- _Given text_:

=======

I’m sure the Obama administration would dismiss this complaint in exactly the same way that Hillary Clinton did 20 years ago, when she was told that small businesses would be crippled by her own attempt at socialized medicine: “Look, I can’t save every undercapitalized entrepreneur in America.”

Update: At NRO, Quin Hillyer agrees with Speaker Boehner’s apparent strategy:

Democrats are pleading for help, in the face of the implosion of Obamacare. House Republicans confronted with these pleas should listen to those who say: “Don’t do something; just stand there.”

It was Obama and the Democratic Senate who caused the disaster now unfolding. Specifically, Democratic red- or swing-state senators such as Mary Landrieu (La.), Kay Hagan (N.C.), Mark Begich (Alaska), Mark Pryor (Ark.), and even Al Franken (Minn.) provided key votes to adopt the monstrosity without a single ballot to spare. Let them face the music; let them reap the consequences. And let them try to fix what’s utterly unfixable.

If they want to delay the individual mandate, fine: They can go first. If they want to fix the grandfathering rules so that people who want to keep their plans really can do so, fine: They can go first on that, too. Let them figure out the details. Let them try to make it work. The House can always vote to add its assent once the Senate has acted — all while noting, accurately, that even the delay or the grandfathering fix won’t make the whole of Obamacare successful or popular.

But with each fruitless effort to correct the uncorrectable, the vulnerable Senate Democrats effectively will be acknowledging that they were wrong to begin with.

=======

- _Data under study_:

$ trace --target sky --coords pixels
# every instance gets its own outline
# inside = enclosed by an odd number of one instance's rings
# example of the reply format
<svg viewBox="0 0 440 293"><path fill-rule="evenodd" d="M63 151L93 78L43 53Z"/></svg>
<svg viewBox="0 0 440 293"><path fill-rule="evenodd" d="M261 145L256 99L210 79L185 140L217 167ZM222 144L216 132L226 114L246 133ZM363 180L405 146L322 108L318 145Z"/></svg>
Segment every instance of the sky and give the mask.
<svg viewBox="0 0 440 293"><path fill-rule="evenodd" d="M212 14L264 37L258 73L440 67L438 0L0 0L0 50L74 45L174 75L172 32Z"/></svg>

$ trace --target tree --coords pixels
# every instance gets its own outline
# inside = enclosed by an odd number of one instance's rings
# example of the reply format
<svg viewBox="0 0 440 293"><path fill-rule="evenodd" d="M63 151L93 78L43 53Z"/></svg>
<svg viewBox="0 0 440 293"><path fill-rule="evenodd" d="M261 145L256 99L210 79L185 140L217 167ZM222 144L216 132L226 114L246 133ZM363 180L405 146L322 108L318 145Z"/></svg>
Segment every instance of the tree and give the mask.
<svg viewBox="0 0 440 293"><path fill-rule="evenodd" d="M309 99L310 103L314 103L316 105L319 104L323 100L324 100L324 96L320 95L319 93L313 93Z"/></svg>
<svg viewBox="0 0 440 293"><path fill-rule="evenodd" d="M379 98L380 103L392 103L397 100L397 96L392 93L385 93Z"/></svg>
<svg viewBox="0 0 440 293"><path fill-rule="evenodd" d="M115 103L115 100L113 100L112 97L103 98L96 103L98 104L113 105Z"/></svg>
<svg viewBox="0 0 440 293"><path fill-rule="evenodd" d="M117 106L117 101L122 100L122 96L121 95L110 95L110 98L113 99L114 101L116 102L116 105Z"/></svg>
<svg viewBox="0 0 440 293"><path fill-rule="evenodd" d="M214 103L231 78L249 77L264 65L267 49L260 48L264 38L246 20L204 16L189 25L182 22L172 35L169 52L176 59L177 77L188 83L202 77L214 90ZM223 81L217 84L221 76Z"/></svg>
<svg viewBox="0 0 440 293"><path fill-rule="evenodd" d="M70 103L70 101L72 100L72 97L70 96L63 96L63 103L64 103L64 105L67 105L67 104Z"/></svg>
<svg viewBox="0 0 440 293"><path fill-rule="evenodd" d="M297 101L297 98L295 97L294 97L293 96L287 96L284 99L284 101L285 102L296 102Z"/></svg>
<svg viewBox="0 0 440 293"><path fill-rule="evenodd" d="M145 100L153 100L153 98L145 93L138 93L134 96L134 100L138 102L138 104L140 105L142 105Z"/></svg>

=======

In the Obamacare commentary above, copy the stretch from "Democrats are pleading" through "what’s utterly unfixable." word for word.

Democrats are pleading for help, in the face of the implosion of Obamacare. House Republicans confronted with these pleas should listen to those who say: “Don’t do something; just stand there.”

It was Obama and the Democratic Senate who caused the disaster now unfolding. Specifically, Democratic red- or swing-state senators such as Mary Landrieu (La.), Kay Hagan (N.C.), Mark Begich (Alaska), Mark Pryor (Ark.), and even Al Franken (Minn.) provided key votes to adopt the monstrosity without a single ballot to spare. Let them face the music; let them reap the consequences. And let them try to fix what’s utterly unfixable.